*Brano riportato:*
==============================

Così si conclude il messaggio del prefetto del Dicastero per il Servizio dello Sviluppo Umano Integrale, card. Peter Kodwo Appiah Turkson, in occasione della Giornata Mondiale della Pesca che si celebra oggi.

Nel messaggio il card. Turkson ricorda che la pesca occupa 59.500.000 persone: “Sorprendentemente, un lavoratore su due è una donna. L’Asia conta il maggior numero di lavoratori in questo ambito, con circa l’85% della forza lavoro mondiale e dispone di 3.100.000 navi, che rappresentano il 68% della flotta peschereccia mondiale”.

Però il mondo della pesca quest’anno ha sofferto una crisi particolare a causa del covid 19: “L’impatto del COVID-19 sull’industria della pesca riguarda essenzialmente l’ambito delle risposte strategiche dei governi alla pandemia, quali il distanziamento sociale, la chiusura dei mercati della pesca, la riduzione della clientela degli hotel e dei ristoranti.

Ciò ha creato grossi problemi per la vendita del pesce fresco, e dei prodotti correlati principalmente per quanto riguarda il crollo della domanda e l’abbassamento dei prezzi offerti per il pescato così che, nella situazione attuale, la pesca, la lavorazione del pesce, il consumo e il commercio sono andati costantemente diminuendo”.

Questo ha aggravato questo settore già alle prese con altri problemi: “Oltre agli effetti della pandemia sul settore della pesca, ci sono problemi cronici che tormentano l’industria e di fronte ai quali le sfide causate dal COVID-19 impallidiscono.

Questi problemi cronici, che costituiscono il ‘crimine della pesca’, sono i problemi della pesca intensiva e della pesca illegale, non regolamentata e non dichiarata (INN) che continuano in tutto il mondo sotto ogni tipo di bandiera, da parte di gruppi che dispongono di flotte potenti e risorse migliori. Essi violano le leggi e i regolamenti nazionali e internazionali.

==============================

*Record estratti:*
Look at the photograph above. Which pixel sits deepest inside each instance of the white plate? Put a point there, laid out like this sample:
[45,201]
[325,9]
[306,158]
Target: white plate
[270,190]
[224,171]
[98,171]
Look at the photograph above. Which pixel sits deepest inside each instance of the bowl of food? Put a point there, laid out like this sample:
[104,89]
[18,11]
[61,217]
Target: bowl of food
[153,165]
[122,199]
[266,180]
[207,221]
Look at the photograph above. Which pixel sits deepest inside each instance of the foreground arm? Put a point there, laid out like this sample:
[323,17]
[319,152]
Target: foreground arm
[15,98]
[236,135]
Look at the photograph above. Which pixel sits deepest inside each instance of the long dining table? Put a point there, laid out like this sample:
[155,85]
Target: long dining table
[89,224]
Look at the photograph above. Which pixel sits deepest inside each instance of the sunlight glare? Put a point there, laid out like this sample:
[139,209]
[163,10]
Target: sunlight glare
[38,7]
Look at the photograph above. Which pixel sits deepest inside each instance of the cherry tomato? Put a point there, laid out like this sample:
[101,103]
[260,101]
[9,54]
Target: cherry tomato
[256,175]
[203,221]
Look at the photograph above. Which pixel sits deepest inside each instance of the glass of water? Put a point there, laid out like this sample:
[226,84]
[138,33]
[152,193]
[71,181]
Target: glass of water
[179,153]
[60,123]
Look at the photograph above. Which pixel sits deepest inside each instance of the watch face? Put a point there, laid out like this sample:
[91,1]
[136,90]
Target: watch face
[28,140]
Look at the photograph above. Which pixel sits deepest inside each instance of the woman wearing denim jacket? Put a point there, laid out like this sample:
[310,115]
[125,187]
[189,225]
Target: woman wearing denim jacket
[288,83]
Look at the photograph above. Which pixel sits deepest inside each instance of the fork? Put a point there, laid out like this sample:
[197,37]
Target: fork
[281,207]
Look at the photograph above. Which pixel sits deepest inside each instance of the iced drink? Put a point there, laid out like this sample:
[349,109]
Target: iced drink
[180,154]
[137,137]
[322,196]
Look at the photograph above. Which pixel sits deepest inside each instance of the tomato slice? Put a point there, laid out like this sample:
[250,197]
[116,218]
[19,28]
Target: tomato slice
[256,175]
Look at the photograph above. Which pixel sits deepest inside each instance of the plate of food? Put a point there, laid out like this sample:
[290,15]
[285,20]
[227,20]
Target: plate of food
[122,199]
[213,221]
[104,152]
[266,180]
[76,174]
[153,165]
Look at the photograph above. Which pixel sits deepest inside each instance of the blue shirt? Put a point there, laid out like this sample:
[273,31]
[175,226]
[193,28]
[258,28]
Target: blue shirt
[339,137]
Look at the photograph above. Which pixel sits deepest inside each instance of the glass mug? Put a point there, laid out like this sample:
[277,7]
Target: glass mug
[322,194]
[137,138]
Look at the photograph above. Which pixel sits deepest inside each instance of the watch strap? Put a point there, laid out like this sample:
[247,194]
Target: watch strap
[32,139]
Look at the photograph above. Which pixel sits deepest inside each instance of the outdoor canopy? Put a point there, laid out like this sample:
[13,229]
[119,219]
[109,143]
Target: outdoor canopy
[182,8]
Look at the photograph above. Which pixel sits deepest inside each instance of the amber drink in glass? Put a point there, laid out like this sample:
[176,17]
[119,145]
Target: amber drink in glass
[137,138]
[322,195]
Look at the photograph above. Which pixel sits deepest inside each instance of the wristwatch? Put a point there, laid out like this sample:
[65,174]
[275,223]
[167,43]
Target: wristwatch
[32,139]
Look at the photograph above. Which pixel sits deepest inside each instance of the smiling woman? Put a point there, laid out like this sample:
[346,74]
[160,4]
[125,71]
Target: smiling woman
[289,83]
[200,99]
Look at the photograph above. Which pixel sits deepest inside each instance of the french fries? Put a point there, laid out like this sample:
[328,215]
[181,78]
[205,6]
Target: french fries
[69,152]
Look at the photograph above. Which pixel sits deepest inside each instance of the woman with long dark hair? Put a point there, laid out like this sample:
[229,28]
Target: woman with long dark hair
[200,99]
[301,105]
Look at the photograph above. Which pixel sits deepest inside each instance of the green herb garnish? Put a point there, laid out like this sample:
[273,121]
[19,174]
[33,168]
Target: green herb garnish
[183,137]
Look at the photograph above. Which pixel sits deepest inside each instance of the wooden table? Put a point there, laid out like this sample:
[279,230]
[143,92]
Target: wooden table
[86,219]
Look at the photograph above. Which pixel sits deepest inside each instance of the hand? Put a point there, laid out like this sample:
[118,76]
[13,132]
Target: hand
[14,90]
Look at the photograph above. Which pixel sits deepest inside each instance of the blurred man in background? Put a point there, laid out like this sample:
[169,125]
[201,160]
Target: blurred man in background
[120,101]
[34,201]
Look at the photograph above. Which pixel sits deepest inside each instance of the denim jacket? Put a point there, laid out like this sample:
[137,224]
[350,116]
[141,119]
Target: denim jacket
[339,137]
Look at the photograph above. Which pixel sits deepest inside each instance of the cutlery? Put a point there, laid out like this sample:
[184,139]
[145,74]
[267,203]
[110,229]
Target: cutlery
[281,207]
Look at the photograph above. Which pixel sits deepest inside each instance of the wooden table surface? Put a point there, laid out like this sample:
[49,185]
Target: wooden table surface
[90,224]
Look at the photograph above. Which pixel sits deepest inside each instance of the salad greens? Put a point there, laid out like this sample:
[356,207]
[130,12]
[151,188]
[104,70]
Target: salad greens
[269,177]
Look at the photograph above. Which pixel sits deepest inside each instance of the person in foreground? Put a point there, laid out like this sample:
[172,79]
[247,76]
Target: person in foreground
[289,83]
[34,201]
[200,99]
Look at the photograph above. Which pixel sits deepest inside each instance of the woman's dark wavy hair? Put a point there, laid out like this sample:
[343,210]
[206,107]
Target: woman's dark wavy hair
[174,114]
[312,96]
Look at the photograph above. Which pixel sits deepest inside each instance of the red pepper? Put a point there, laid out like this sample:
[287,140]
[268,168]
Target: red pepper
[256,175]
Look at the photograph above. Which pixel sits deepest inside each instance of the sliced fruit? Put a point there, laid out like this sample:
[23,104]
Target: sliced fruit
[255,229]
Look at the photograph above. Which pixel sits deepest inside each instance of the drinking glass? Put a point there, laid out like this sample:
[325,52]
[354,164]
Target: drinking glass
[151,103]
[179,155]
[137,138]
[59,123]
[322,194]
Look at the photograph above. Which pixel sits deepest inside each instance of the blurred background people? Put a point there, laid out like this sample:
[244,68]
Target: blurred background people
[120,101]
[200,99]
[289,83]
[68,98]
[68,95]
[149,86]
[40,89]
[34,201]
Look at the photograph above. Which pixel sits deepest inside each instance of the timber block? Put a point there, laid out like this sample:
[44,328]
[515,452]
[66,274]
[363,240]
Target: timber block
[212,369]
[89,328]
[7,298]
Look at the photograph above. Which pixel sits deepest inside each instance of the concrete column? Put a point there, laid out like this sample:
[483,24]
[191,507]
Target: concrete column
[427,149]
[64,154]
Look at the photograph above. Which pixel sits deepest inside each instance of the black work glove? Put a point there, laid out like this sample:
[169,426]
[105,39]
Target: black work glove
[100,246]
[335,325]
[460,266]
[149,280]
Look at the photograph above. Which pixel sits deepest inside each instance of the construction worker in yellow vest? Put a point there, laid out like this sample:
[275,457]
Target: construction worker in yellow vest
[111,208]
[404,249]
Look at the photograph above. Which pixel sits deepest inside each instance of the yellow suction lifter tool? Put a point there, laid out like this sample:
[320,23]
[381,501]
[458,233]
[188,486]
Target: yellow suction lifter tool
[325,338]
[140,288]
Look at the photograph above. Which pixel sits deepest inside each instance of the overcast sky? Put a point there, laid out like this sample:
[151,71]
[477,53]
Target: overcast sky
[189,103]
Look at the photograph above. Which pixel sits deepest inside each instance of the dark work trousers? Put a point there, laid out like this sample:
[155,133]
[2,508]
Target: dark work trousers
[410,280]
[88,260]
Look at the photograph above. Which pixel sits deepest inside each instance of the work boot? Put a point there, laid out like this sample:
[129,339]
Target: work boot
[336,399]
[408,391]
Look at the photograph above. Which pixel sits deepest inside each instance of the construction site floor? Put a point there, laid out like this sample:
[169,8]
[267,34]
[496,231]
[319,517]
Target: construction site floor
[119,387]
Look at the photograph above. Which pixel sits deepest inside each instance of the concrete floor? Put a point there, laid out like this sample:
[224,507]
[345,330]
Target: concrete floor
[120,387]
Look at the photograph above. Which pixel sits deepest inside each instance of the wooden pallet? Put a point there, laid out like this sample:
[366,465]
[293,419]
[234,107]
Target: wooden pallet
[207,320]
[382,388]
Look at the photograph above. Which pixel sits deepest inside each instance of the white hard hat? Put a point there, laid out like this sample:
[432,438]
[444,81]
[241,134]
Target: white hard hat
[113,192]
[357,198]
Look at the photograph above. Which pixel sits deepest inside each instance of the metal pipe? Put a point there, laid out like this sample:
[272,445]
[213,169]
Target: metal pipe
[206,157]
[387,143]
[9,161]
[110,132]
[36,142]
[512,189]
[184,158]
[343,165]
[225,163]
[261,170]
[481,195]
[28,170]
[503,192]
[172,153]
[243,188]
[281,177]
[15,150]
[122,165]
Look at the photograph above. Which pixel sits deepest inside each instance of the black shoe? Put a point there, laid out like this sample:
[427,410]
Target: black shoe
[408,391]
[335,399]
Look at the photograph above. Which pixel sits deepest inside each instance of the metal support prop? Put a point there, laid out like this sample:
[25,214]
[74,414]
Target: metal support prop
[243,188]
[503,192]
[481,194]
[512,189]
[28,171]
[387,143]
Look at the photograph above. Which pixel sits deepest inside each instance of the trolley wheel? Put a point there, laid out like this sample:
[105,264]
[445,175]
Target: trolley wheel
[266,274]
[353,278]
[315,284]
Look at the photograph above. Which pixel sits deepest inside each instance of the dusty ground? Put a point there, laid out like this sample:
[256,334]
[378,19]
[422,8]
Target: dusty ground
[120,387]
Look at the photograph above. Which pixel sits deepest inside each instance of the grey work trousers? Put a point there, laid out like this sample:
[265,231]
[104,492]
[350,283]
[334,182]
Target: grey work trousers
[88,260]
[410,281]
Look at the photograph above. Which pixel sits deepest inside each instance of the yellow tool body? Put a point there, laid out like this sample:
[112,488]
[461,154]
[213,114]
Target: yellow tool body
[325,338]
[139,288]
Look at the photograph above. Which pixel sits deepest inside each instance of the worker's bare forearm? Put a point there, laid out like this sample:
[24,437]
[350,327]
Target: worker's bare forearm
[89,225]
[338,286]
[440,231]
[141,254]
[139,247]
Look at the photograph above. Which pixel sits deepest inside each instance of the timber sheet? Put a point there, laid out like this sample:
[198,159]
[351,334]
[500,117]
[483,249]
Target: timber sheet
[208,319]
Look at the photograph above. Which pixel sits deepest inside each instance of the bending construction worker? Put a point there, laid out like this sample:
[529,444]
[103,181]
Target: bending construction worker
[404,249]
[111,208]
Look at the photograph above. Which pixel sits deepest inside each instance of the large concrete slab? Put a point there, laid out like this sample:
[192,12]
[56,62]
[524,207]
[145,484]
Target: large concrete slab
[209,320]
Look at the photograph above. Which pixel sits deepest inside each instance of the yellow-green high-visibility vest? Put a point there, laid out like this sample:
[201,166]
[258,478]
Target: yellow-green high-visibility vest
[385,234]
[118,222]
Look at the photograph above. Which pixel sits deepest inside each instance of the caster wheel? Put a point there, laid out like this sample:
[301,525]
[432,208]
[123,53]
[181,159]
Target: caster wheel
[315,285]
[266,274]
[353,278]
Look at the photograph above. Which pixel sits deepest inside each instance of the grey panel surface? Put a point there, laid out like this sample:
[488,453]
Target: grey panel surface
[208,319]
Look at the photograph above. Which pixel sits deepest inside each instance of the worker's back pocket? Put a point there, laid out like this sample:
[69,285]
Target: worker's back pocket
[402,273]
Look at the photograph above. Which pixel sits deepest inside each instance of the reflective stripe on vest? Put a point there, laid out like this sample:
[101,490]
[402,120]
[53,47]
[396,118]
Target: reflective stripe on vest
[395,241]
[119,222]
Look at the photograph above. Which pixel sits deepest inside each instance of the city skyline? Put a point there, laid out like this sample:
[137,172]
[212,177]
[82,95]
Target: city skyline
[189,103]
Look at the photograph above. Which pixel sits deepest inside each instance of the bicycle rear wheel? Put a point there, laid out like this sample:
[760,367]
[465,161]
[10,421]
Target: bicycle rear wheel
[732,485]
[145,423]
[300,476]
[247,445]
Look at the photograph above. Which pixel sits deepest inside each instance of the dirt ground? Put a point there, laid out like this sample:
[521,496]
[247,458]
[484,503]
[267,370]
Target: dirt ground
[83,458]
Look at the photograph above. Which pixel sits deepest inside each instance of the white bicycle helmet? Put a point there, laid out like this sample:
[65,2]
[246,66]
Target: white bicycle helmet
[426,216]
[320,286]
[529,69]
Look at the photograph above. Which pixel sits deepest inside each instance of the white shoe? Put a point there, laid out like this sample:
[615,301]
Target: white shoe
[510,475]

==============================

*Compito da svolgere:* Per favore, indica se ciascuna affermazione concorda con il brano sulla pesca, rispondendo sì o no e citando le parole decisive del brano. 1. Circa la metà dei lavoratori della pesca sono donne. 2. Le navi dell'Asia rappresentano il 68% della flotta peschereccia mondiale. 3. Le sfide causate dal COVID-19 sono più gravi dei problemi cronici del settore.

*Risultato del compito:*
1. Sì: “un lavoratore su due è una donna”.
2. Sì: “dispone di 3.100.000 navi, che rappresentano il 68% della flotta peschereccia mondiale”.
3. No: “problemi cronici che tormentano l’industria e di fronte ai quali le sfide causate dal COVID-19 impallidiscono”.